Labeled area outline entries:
****************
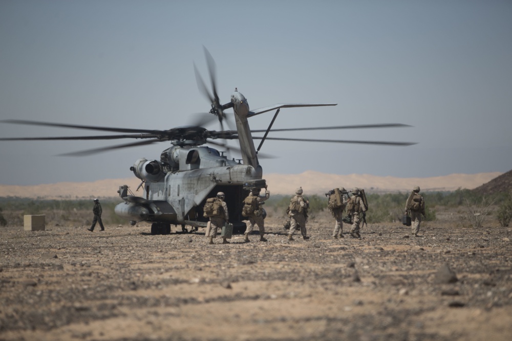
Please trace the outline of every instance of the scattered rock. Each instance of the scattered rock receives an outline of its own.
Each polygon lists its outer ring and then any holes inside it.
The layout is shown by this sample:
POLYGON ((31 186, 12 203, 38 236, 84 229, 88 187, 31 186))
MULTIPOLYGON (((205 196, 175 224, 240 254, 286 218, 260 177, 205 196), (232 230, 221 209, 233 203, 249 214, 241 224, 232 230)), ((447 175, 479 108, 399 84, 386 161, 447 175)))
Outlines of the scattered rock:
POLYGON ((24 286, 35 286, 37 285, 37 282, 32 280, 27 280, 21 282, 22 285, 24 286))
POLYGON ((232 287, 231 286, 231 283, 227 281, 221 282, 221 286, 225 289, 232 289, 232 287))
POLYGON ((352 274, 352 282, 360 282, 361 278, 359 277, 359 274, 357 273, 357 270, 354 271, 352 274))
POLYGON ((461 308, 466 305, 466 304, 459 301, 452 301, 448 303, 448 306, 450 308, 461 308))
POLYGON ((434 277, 434 282, 438 284, 453 283, 458 280, 455 272, 452 271, 446 263, 438 269, 434 277))
POLYGON ((447 289, 441 291, 443 296, 457 296, 459 294, 459 290, 456 289, 447 289))

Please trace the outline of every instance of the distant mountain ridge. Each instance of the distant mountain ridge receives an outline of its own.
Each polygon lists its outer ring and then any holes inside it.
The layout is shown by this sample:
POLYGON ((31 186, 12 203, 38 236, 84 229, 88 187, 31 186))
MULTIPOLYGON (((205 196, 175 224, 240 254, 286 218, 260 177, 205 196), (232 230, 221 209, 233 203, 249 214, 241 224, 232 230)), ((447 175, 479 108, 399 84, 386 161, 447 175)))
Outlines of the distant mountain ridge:
POLYGON ((512 191, 512 170, 503 173, 473 190, 486 195, 512 191))
MULTIPOLYGON (((268 189, 274 194, 291 194, 302 187, 306 195, 323 195, 335 187, 343 186, 364 188, 369 193, 408 192, 417 185, 422 191, 454 191, 458 188, 473 189, 487 184, 502 175, 500 172, 474 174, 452 174, 431 177, 399 178, 377 176, 370 174, 341 175, 307 171, 297 174, 267 174, 268 189)), ((512 183, 512 173, 508 176, 512 183)), ((19 197, 47 199, 83 199, 112 197, 118 195, 119 187, 127 185, 136 195, 142 195, 142 190, 135 192, 140 180, 135 176, 127 179, 105 179, 88 183, 58 183, 33 186, 0 185, 0 197, 19 197)), ((512 186, 512 185, 511 185, 512 186)))

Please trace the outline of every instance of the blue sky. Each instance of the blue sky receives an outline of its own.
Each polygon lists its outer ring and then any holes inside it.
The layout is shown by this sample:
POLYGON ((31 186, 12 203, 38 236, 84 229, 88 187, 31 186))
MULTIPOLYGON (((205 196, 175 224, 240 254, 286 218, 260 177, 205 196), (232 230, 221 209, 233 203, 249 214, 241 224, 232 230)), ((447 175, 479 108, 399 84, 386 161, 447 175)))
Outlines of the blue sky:
MULTIPOLYGON (((417 142, 410 147, 266 141, 265 173, 402 177, 512 169, 512 2, 0 1, 0 119, 143 129, 186 125, 209 104, 203 46, 221 101, 287 108, 274 127, 413 127, 270 136, 417 142)), ((232 115, 229 112, 228 115, 232 115)), ((273 112, 249 120, 265 129, 273 112)), ((218 130, 218 125, 207 127, 218 130)), ((89 134, 0 124, 2 137, 89 134)), ((7 185, 133 176, 168 143, 82 157, 109 142, 1 142, 7 185)), ((233 157, 237 157, 233 154, 233 157)))

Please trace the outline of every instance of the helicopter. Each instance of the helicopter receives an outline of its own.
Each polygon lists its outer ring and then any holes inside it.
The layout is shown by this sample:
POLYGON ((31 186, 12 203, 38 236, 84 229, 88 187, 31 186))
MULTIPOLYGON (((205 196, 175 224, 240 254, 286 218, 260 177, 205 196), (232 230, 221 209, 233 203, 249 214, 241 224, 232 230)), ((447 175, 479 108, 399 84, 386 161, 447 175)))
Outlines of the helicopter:
MULTIPOLYGON (((132 225, 145 221, 151 223, 152 235, 169 234, 171 225, 181 225, 182 232, 188 232, 198 228, 206 227, 208 218, 203 217, 202 208, 206 200, 216 196, 219 192, 225 195, 229 221, 233 229, 243 232, 245 223, 242 216, 243 199, 250 191, 266 188, 263 169, 258 156, 266 140, 334 143, 407 146, 410 142, 351 141, 339 140, 291 139, 270 137, 270 133, 278 131, 314 130, 349 128, 399 127, 410 126, 401 124, 366 124, 352 126, 272 129, 282 108, 334 106, 336 103, 281 103, 255 110, 249 108, 247 99, 238 88, 231 94, 230 100, 221 104, 217 94, 213 58, 204 48, 204 53, 211 83, 210 93, 194 64, 194 71, 199 91, 210 102, 210 108, 204 113, 195 124, 172 128, 167 130, 130 129, 97 126, 79 125, 23 120, 4 120, 3 123, 46 126, 108 131, 116 134, 42 138, 6 138, 0 141, 20 140, 93 140, 132 139, 142 141, 99 148, 61 154, 63 156, 83 156, 120 148, 170 142, 172 146, 161 152, 159 159, 142 157, 135 161, 130 169, 141 181, 136 192, 142 188, 141 196, 134 195, 126 185, 119 186, 118 193, 123 202, 115 208, 115 213, 127 219, 132 225), (228 124, 225 111, 231 109, 236 125, 236 130, 224 130, 224 123, 228 124), (251 130, 248 119, 256 115, 276 110, 268 127, 265 130, 251 130), (202 126, 218 120, 221 130, 209 130, 202 126), (264 133, 261 137, 253 133, 264 133), (217 140, 238 140, 239 148, 228 146, 217 140), (261 140, 258 147, 255 140, 261 140), (212 145, 239 152, 242 158, 228 160, 225 152, 205 145, 212 145)), ((264 212, 264 218, 266 216, 264 212)))

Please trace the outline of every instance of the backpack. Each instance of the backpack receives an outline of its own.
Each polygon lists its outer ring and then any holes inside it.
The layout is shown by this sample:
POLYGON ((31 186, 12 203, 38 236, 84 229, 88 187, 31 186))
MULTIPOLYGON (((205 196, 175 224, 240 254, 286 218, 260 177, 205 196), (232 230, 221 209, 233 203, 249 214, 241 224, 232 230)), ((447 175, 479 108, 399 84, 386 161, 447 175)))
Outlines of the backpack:
POLYGON ((421 210, 421 200, 423 197, 419 194, 415 194, 413 196, 413 199, 409 205, 409 209, 411 211, 420 211, 421 210))
MULTIPOLYGON (((343 200, 343 199, 342 199, 343 200)), ((339 203, 336 198, 336 193, 333 193, 329 197, 329 203, 327 204, 327 208, 332 212, 334 210, 339 209, 343 211, 345 208, 345 206, 343 204, 343 201, 339 203)))
POLYGON ((299 213, 302 213, 304 211, 304 209, 302 206, 301 206, 301 204, 298 203, 298 195, 295 195, 290 199, 290 206, 288 207, 290 208, 290 211, 295 211, 299 213))
POLYGON ((218 198, 208 198, 206 203, 203 207, 203 216, 205 218, 210 217, 220 217, 224 213, 222 203, 220 199, 218 198))
POLYGON ((361 204, 357 202, 359 197, 354 196, 350 198, 348 204, 347 206, 347 211, 349 212, 355 212, 358 213, 361 208, 361 204))
POLYGON ((248 196, 244 199, 244 206, 242 208, 242 215, 248 217, 254 214, 259 208, 258 204, 258 197, 248 196))

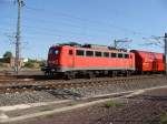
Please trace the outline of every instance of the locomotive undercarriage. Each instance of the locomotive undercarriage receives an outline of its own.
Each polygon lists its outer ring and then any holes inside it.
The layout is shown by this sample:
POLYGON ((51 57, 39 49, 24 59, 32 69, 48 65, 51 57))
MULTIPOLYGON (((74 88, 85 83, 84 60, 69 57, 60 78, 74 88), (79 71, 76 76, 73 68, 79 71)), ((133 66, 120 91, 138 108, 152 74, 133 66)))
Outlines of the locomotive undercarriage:
POLYGON ((47 76, 60 78, 60 79, 76 79, 76 78, 100 78, 100 76, 129 76, 135 73, 134 70, 69 70, 62 72, 60 69, 57 68, 49 68, 47 66, 45 70, 45 74, 47 76))

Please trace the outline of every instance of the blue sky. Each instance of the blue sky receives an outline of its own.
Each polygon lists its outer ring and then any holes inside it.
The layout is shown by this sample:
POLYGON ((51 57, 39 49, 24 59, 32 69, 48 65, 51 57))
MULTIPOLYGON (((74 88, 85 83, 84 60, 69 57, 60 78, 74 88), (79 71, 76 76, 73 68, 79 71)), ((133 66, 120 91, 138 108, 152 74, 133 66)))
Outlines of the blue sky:
MULTIPOLYGON (((0 55, 14 53, 17 6, 0 0, 0 55)), ((75 41, 112 44, 128 38, 131 49, 163 52, 151 35, 167 31, 166 0, 24 0, 21 55, 47 58, 50 45, 75 41), (147 39, 143 39, 147 38, 147 39)))

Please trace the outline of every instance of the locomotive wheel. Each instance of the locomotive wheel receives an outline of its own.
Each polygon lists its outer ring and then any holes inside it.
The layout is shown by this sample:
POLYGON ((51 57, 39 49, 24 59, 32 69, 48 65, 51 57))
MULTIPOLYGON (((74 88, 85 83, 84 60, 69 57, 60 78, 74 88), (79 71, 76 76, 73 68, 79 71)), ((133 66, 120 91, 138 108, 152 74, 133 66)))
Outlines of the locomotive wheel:
POLYGON ((75 73, 72 73, 72 72, 66 72, 63 78, 65 78, 65 80, 75 79, 75 73))
POLYGON ((109 73, 109 76, 110 76, 110 78, 116 78, 116 76, 117 76, 117 71, 110 72, 110 73, 109 73))
POLYGON ((95 78, 94 72, 88 72, 88 73, 87 73, 87 78, 88 78, 88 79, 92 79, 92 78, 95 78))
POLYGON ((130 76, 130 75, 131 75, 131 72, 130 72, 130 71, 127 71, 125 75, 126 75, 126 76, 130 76))

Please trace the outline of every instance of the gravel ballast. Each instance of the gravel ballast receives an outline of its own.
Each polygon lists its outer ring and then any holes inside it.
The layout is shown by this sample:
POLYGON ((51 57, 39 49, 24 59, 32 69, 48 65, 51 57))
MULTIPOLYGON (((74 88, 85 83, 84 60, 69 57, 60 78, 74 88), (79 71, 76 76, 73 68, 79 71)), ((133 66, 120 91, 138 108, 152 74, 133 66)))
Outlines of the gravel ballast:
MULTIPOLYGON (((105 83, 105 82, 104 82, 105 83)), ((0 106, 14 105, 14 104, 27 104, 38 102, 51 102, 57 100, 77 100, 79 97, 95 96, 101 94, 125 92, 130 90, 140 90, 154 86, 166 85, 165 79, 147 79, 130 82, 112 82, 108 85, 95 85, 90 87, 79 89, 58 89, 58 90, 43 90, 35 92, 22 92, 22 93, 6 93, 0 94, 0 106)))

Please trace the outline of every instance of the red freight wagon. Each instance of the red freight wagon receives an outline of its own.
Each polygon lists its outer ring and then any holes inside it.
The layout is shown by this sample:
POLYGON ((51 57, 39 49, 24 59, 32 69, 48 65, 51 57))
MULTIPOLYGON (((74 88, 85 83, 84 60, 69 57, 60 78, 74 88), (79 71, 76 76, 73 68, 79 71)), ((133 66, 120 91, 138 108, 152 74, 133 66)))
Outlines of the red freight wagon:
POLYGON ((122 50, 56 45, 48 54, 48 74, 61 73, 66 76, 76 74, 129 74, 135 71, 135 54, 122 50))
POLYGON ((131 50, 135 53, 136 71, 138 73, 165 72, 165 59, 163 53, 131 50))

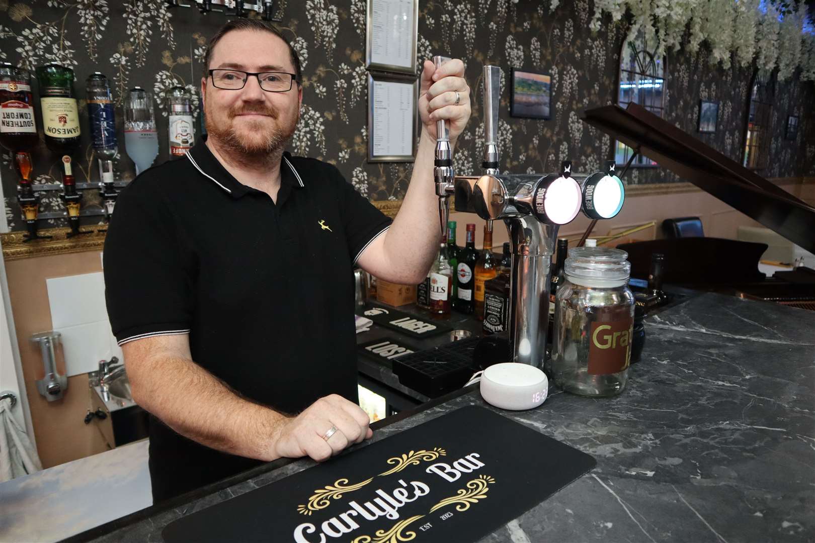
****************
● PROBLEM DETAILS
Reproduce the lines beginning with the one containing "Please trace the outline of every instance of the distant" and continuing through the one containing "Outlines of the distant", substituting "hill crest" for each occurrence of "mountain ridge" and leaving everything else unchanged.

● ANSWER
Please trace the outline of every instance of the distant hill crest. Each instance of the distant hill crest receives an outline of its own.
Each polygon lists its outer ring and then any holes inside it.
The layout is shown by this sample:
POLYGON ((31 186, 12 203, 38 236, 84 229, 88 187, 31 186))
MULTIPOLYGON (((205 196, 175 224, 240 254, 286 218, 260 177, 205 196), (232 230, 221 209, 233 203, 249 214, 241 224, 232 230)), ((447 175, 479 108, 399 84, 386 161, 447 175)))
Outlines of the distant hill crest:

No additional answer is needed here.